▶ BRANO SELEZIONATO:
Quel blitz in corsia fra sudore e pianti. E la sua “lezione”: «Voglio realizzare tutti i miei sogni»

Di Mario Barresi |

Laura non c’è. Non c’è più. E solo chi l’ha conosciuta – davvero – può avere contezza della voragine a cui ci ha condannati.A partire da quell’ultima telefonata, qualche tempo fa: una scusa per sentirla con le scuse per l’assenza alla sua laurea. «Come stai? Ti sento stanco…», sussurra con meno di un filo di voce. E poi, ancor più fioca, ma stentorea nella sua risolutezza: «Ma sei sicuro che stai girando dalla parte giusta? Fermati un attimo e rispondi, da solo con te stesso, a questa domanda».

Ecco cos’è Laura. Un meraviglioso pugno allo stomaco. La testimonianza vivente – sì, perché lei ci sarà sempre; anche per chi non crede – di quant’è meschino e inutile il nostro logorio quotidiano. Le cose minuscole che giganteggiano nell’esistenza di chi non ha ancora capito cos’è la vita. Lei era – è – un inno all’essenza del vivere. Rivendicando, con negli occhi una luce che ti abbagliava, «il diritto di essere felice», di potere «scrutare ancora la bellezza della vita», perché – questa è stata la sua lectio magistralis e ora diventa il testamento morale che ci lascia – anche se «mi trovo a vivere come in un oceano in tempesta, con onde e fulmini che si abbattono da tutte le parti, sono ancora a qui lottare». Perché lei, in fondo, voleva «ardentemente vivere».

▶ RIGHE DI DATI:
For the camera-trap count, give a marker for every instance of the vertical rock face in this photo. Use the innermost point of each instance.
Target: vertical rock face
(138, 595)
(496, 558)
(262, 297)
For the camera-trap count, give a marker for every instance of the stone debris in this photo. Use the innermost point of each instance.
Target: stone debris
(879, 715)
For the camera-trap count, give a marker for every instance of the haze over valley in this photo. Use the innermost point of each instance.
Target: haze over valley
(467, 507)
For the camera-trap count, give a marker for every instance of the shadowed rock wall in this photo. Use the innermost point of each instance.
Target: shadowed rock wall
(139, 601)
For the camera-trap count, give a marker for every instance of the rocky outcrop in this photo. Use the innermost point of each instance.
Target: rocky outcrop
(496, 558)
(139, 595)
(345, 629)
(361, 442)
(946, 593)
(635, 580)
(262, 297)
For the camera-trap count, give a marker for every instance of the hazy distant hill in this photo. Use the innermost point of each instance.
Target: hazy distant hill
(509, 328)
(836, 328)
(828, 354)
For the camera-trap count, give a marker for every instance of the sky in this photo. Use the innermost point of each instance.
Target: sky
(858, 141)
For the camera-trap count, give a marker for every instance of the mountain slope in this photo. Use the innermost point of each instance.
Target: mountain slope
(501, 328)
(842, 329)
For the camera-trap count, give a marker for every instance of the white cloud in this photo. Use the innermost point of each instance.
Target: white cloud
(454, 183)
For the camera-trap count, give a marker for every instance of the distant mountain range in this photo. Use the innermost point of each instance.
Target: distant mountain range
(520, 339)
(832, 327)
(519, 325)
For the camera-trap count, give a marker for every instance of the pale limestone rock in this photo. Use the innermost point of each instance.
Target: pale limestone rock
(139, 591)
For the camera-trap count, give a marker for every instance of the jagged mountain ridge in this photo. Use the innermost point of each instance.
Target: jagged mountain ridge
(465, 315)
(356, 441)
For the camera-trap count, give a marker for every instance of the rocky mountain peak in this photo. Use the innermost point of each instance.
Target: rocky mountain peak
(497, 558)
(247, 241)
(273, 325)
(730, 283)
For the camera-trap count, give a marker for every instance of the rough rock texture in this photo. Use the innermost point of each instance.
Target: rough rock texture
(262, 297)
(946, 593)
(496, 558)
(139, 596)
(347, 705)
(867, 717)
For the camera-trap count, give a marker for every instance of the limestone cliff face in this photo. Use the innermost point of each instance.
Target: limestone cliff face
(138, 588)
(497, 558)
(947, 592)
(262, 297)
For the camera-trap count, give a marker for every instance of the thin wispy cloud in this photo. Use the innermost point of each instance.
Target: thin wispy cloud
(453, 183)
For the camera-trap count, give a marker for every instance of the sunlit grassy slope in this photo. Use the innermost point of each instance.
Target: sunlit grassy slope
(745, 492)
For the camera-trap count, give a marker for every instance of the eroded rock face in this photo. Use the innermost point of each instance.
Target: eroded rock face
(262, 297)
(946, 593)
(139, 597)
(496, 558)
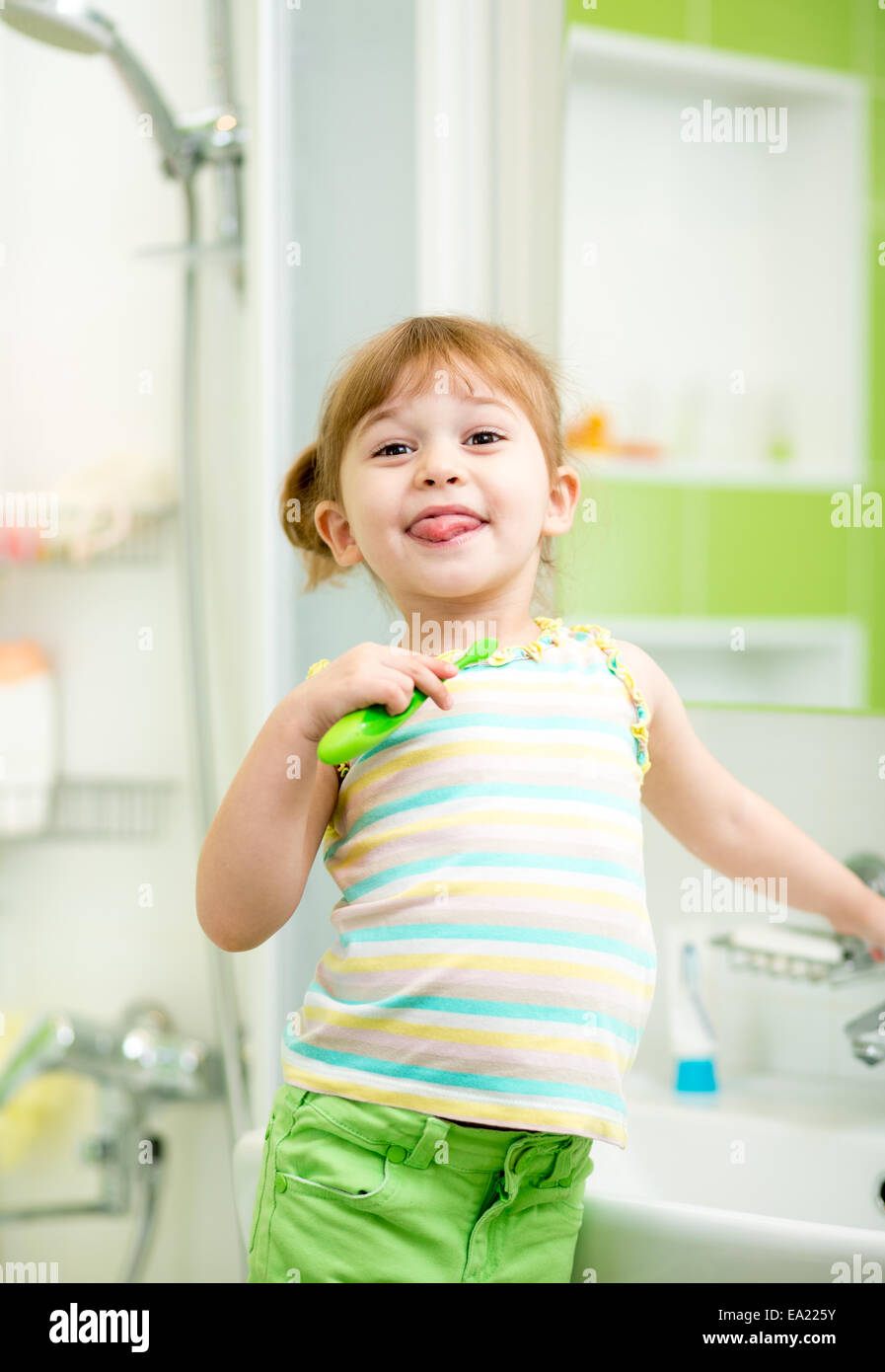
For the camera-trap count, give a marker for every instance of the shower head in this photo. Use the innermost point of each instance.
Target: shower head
(65, 24)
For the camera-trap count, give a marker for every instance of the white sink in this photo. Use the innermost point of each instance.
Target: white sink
(774, 1179)
(680, 1205)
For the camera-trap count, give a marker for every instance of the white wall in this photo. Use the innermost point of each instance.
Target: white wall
(83, 317)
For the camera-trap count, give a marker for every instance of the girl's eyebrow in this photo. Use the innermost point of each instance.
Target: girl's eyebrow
(368, 420)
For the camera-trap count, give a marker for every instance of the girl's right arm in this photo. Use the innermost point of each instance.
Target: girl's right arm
(260, 845)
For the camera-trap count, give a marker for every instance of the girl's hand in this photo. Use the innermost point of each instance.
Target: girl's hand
(369, 674)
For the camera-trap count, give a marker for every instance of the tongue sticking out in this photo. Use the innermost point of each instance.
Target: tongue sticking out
(438, 528)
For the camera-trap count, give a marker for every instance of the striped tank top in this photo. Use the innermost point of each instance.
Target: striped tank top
(492, 957)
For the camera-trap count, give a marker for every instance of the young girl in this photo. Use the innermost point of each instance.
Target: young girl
(467, 1033)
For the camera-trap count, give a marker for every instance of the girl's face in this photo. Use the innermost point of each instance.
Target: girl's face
(475, 449)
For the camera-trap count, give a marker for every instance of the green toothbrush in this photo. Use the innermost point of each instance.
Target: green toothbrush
(355, 731)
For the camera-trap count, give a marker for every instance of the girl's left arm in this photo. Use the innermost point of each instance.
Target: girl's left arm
(731, 827)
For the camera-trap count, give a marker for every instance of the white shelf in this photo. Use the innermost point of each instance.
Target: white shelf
(713, 295)
(812, 663)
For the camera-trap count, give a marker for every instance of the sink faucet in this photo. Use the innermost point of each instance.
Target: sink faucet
(143, 1052)
(867, 1031)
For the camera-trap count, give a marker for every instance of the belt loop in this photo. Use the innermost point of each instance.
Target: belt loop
(434, 1131)
(561, 1165)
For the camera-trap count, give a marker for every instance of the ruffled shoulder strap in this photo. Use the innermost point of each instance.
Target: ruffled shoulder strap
(312, 671)
(639, 730)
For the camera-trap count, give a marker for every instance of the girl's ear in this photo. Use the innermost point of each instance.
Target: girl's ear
(333, 528)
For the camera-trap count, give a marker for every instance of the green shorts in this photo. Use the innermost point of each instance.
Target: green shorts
(353, 1191)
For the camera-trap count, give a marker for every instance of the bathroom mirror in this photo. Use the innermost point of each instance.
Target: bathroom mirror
(716, 317)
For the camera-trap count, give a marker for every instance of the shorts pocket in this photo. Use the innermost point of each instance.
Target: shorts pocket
(323, 1160)
(259, 1192)
(572, 1198)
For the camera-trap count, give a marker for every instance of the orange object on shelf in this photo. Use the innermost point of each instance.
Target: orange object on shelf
(589, 431)
(592, 432)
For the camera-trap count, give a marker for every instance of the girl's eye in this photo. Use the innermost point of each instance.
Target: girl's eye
(492, 433)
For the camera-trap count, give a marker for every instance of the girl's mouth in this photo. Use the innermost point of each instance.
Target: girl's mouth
(446, 530)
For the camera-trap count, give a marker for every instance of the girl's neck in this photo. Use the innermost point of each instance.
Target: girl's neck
(428, 633)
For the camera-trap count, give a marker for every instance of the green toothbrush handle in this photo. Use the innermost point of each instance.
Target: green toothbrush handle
(362, 727)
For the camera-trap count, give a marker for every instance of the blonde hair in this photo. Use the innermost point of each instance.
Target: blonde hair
(371, 373)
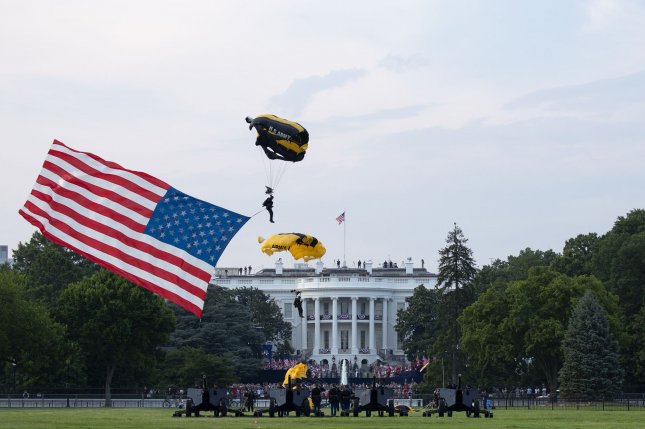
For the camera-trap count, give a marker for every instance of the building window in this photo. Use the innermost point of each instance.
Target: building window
(288, 310)
(344, 339)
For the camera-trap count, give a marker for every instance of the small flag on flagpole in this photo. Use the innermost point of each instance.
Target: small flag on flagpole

▶ RICHIESTA SCRITTA:
Nel brano selezionato, Laura paragona la propria condizione a una tempesta. Elenchi tutti i fenomeni naturali che compaiono in quell'immagine. Le voci qui riportate provengono da una fonte diversa.

▶ RISPOSTA SCRITTA:
L'oceano in tempesta, le onde e i fulmini.